* **Data entries**

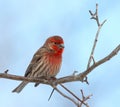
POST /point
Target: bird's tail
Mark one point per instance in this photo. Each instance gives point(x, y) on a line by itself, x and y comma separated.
point(19, 88)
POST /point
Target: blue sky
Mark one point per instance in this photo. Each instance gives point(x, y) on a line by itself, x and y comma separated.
point(25, 25)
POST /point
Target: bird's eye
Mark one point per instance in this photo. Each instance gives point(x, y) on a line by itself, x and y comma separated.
point(55, 42)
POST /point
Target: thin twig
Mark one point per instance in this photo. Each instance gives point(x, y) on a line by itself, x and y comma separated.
point(70, 78)
point(69, 98)
point(96, 18)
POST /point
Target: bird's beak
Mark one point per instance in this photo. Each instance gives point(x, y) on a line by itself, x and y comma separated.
point(62, 46)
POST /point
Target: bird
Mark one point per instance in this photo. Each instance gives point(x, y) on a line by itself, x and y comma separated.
point(46, 62)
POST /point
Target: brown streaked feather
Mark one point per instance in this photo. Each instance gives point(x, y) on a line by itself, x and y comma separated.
point(36, 58)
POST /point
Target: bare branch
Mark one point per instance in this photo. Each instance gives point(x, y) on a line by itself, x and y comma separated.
point(71, 78)
point(69, 98)
point(96, 18)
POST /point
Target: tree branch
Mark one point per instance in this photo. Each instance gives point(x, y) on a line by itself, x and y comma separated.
point(96, 18)
point(71, 78)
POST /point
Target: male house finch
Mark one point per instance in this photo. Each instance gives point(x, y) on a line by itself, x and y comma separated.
point(46, 61)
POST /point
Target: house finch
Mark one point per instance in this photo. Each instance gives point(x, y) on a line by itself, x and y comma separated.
point(46, 61)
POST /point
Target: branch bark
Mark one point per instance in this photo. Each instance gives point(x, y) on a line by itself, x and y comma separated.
point(71, 78)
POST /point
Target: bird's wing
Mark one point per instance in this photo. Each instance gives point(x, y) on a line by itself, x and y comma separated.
point(37, 56)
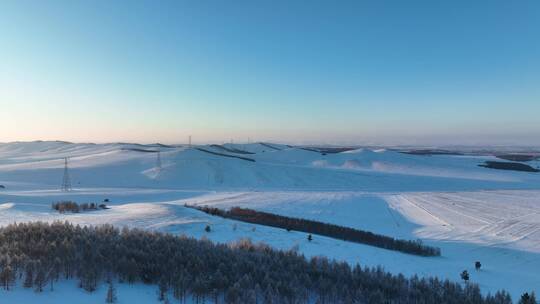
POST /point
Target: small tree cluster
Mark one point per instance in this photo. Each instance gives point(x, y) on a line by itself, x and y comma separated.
point(70, 206)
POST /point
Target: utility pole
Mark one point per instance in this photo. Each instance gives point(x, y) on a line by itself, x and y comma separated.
point(66, 181)
point(158, 162)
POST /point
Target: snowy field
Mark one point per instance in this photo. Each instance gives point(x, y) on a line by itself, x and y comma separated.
point(471, 213)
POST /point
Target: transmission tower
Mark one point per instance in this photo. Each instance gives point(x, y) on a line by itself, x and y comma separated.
point(158, 162)
point(66, 181)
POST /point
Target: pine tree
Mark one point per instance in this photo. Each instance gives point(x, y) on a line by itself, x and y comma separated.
point(111, 294)
point(29, 275)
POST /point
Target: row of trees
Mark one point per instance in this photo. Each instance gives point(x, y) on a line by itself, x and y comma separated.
point(70, 206)
point(330, 230)
point(39, 254)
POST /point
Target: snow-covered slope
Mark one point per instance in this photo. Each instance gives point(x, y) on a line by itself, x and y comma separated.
point(471, 212)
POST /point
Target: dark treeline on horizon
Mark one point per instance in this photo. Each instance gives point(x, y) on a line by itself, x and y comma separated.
point(325, 229)
point(39, 254)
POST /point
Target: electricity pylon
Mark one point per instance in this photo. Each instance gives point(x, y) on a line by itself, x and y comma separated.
point(66, 181)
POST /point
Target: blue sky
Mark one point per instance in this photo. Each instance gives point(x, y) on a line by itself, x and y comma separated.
point(293, 71)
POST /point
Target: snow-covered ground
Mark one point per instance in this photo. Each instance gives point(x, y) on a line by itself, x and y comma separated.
point(472, 213)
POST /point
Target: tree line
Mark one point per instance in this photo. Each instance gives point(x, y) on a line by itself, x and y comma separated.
point(39, 254)
point(415, 247)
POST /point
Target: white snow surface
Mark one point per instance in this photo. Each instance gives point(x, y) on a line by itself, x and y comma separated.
point(472, 213)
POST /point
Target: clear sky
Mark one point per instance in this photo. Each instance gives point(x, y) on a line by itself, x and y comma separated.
point(292, 71)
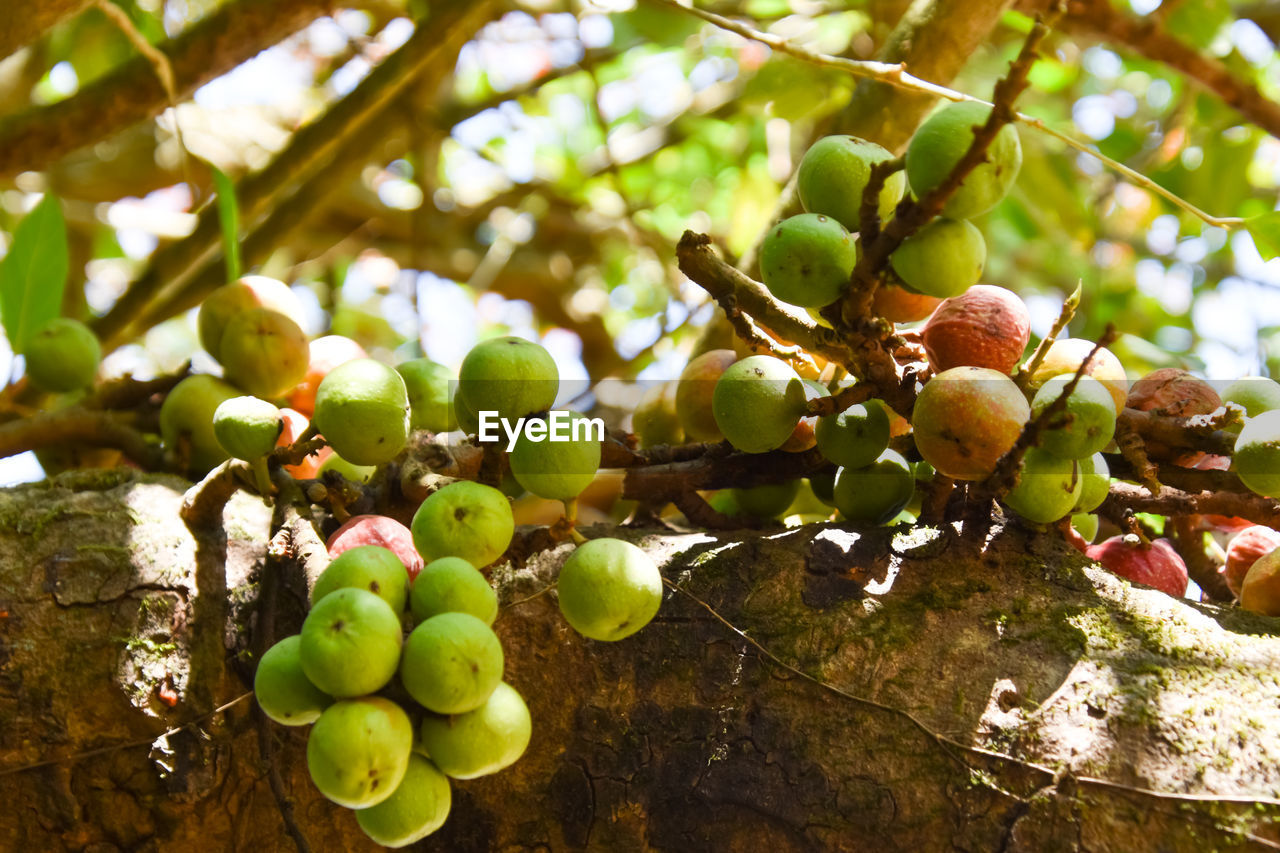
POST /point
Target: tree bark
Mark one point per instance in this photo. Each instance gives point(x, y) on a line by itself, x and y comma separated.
point(894, 689)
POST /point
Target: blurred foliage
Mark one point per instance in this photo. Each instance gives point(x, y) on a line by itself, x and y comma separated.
point(552, 174)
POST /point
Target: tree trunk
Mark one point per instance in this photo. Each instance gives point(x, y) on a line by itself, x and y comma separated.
point(923, 696)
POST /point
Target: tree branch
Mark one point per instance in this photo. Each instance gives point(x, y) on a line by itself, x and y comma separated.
point(132, 92)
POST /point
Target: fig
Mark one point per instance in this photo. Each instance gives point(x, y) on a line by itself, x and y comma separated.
point(965, 419)
point(1065, 355)
point(508, 375)
point(282, 688)
point(1086, 425)
point(264, 352)
point(758, 402)
point(452, 662)
point(808, 259)
point(855, 437)
point(1174, 392)
point(1260, 591)
point(557, 469)
point(359, 749)
point(657, 418)
point(379, 530)
point(247, 428)
point(464, 519)
point(452, 585)
point(1155, 565)
point(187, 422)
point(1246, 548)
point(480, 742)
point(1256, 395)
point(419, 806)
point(900, 305)
point(1096, 482)
point(241, 296)
point(370, 568)
point(430, 395)
point(944, 259)
point(874, 493)
point(1048, 487)
point(984, 327)
point(608, 589)
point(695, 391)
point(351, 643)
point(63, 355)
point(833, 173)
point(362, 411)
point(324, 354)
point(942, 140)
point(1257, 455)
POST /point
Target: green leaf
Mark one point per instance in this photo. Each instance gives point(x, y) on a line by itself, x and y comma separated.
point(33, 273)
point(228, 214)
point(1265, 231)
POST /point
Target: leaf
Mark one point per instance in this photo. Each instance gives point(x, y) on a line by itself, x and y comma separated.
point(33, 273)
point(228, 214)
point(1265, 231)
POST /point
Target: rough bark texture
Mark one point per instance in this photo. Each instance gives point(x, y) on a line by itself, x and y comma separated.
point(682, 737)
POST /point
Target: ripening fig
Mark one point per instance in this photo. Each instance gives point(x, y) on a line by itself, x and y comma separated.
point(464, 519)
point(452, 585)
point(1066, 355)
point(452, 662)
point(370, 568)
point(1095, 483)
point(187, 422)
point(240, 297)
point(324, 354)
point(1257, 455)
point(510, 375)
point(1260, 591)
point(900, 305)
point(1047, 487)
point(758, 402)
point(1246, 548)
point(247, 428)
point(362, 411)
point(63, 355)
point(766, 501)
point(1084, 425)
point(351, 643)
point(480, 742)
point(359, 749)
point(557, 469)
point(944, 259)
point(608, 589)
point(1174, 392)
point(833, 173)
point(942, 140)
point(282, 688)
point(854, 437)
point(430, 395)
point(376, 530)
point(984, 327)
point(419, 806)
point(695, 391)
point(874, 493)
point(264, 352)
point(1156, 565)
point(1256, 395)
point(965, 419)
point(807, 260)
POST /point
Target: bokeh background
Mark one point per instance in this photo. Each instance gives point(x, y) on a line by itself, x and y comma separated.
point(539, 187)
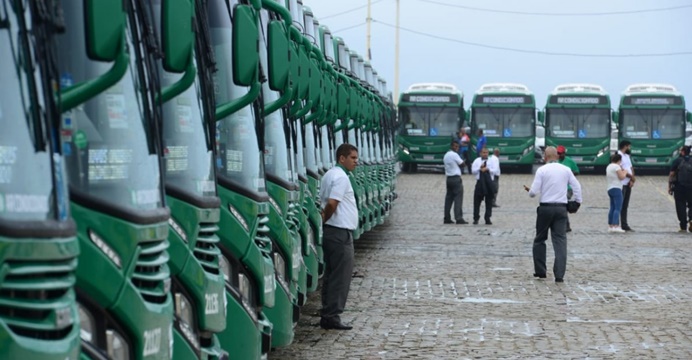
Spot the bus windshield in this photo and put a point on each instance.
(106, 147)
(658, 124)
(429, 121)
(578, 123)
(26, 188)
(505, 122)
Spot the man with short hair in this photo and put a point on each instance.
(484, 171)
(339, 219)
(567, 161)
(455, 187)
(680, 186)
(625, 148)
(550, 181)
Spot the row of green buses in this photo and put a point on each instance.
(160, 169)
(579, 116)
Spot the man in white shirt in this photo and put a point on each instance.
(484, 171)
(625, 147)
(495, 157)
(340, 218)
(455, 187)
(551, 182)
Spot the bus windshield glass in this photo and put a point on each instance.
(578, 123)
(26, 186)
(657, 124)
(505, 122)
(429, 121)
(188, 162)
(106, 147)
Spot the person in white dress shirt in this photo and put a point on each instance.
(551, 182)
(485, 171)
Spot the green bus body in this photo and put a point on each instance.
(39, 249)
(430, 116)
(653, 118)
(507, 115)
(578, 116)
(115, 178)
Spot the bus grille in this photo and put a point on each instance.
(206, 249)
(152, 276)
(34, 298)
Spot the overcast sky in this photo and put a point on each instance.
(434, 41)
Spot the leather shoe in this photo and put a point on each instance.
(334, 324)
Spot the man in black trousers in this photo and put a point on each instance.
(551, 182)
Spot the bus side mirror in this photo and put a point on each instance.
(105, 24)
(177, 34)
(245, 46)
(278, 55)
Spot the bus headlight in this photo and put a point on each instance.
(116, 346)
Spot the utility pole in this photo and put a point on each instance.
(368, 22)
(396, 58)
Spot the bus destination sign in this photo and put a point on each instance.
(503, 99)
(438, 99)
(651, 100)
(578, 100)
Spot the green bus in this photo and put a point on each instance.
(430, 115)
(507, 115)
(578, 116)
(653, 118)
(38, 311)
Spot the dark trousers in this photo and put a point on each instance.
(626, 192)
(336, 282)
(478, 197)
(553, 218)
(683, 205)
(455, 195)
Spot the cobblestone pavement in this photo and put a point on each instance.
(434, 291)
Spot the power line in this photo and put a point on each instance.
(348, 28)
(347, 11)
(624, 12)
(541, 52)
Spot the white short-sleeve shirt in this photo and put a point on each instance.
(336, 185)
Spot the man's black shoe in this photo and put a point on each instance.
(334, 324)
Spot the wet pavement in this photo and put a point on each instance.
(434, 291)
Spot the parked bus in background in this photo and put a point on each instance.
(430, 115)
(507, 115)
(578, 116)
(653, 118)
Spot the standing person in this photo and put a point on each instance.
(464, 141)
(480, 144)
(455, 187)
(680, 186)
(495, 157)
(551, 182)
(625, 148)
(567, 161)
(614, 175)
(484, 171)
(340, 218)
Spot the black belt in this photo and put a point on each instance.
(554, 204)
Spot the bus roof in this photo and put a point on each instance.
(434, 87)
(650, 89)
(579, 88)
(503, 88)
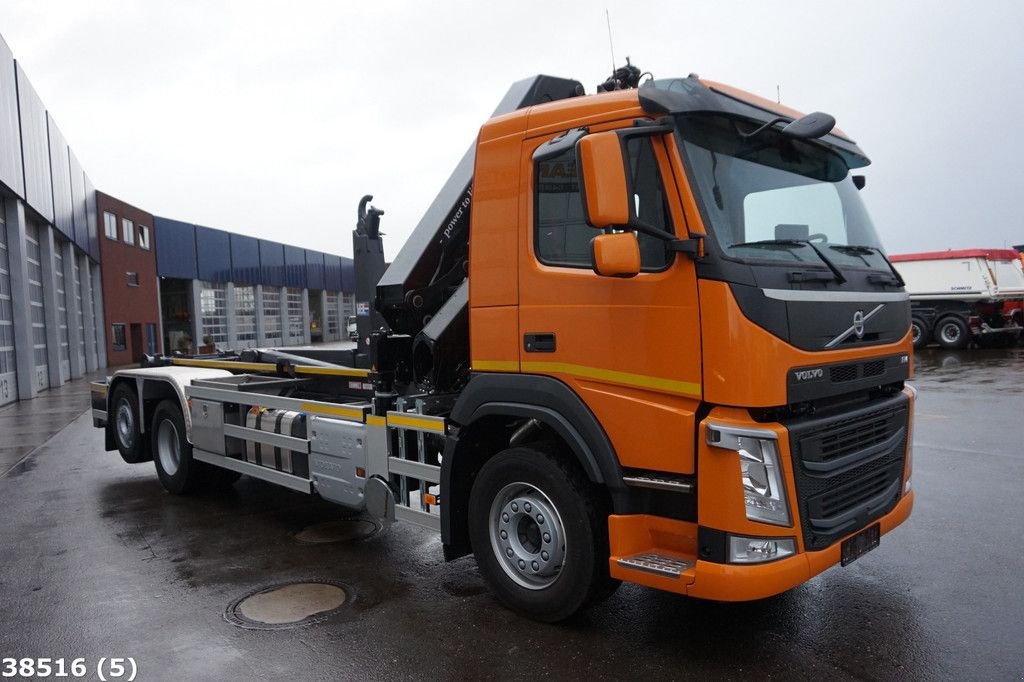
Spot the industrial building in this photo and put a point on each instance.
(88, 281)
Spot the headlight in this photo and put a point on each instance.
(764, 489)
(759, 550)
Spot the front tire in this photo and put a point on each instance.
(539, 531)
(126, 425)
(952, 333)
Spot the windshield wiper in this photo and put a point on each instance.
(795, 243)
(859, 249)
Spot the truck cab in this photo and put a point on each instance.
(739, 382)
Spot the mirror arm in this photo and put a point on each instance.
(692, 247)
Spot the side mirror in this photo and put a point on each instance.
(602, 173)
(615, 255)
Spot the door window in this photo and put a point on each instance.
(561, 233)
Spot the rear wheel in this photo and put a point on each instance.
(539, 530)
(919, 333)
(126, 424)
(952, 333)
(178, 472)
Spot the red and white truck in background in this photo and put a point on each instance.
(964, 297)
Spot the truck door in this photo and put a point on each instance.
(629, 347)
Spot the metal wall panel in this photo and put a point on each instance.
(80, 211)
(245, 259)
(10, 134)
(91, 219)
(64, 218)
(175, 249)
(213, 254)
(347, 274)
(35, 147)
(295, 266)
(314, 269)
(271, 258)
(332, 272)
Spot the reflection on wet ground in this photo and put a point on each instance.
(993, 370)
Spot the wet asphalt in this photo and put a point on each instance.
(96, 560)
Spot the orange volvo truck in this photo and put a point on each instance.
(647, 335)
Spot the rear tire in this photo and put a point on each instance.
(540, 534)
(919, 333)
(952, 333)
(127, 437)
(178, 472)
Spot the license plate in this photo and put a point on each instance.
(860, 544)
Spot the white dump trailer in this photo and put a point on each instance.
(963, 297)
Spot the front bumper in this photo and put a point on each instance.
(725, 582)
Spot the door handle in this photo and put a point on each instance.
(539, 343)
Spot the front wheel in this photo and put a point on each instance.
(126, 425)
(539, 531)
(952, 333)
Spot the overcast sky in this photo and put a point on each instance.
(272, 119)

* **Directions for this task**
Using the records above, please retype only the run of lines from the line holding "Spot the orange" through the last line, both ends included.

* **Result**
Spot the orange volvo truck in this photo and put a point on each instance.
(647, 335)
Spot the rear tire in this photo and put a point on each instance.
(540, 534)
(919, 333)
(952, 333)
(127, 437)
(178, 472)
Spot the license plate in this photo and put a point on each instance.
(860, 544)
Spot the white dump trailer in this photo and put a point on each instance.
(963, 297)
Spot the front bumper in this photo and put a point on each instance.
(725, 582)
Spot the door handle in this photo and put a point on each instance.
(539, 343)
Spot the front wheel in this photo and put a point on each instance.
(126, 425)
(539, 531)
(952, 333)
Spot the overcast sky in this photo and put a point on each instance.
(272, 119)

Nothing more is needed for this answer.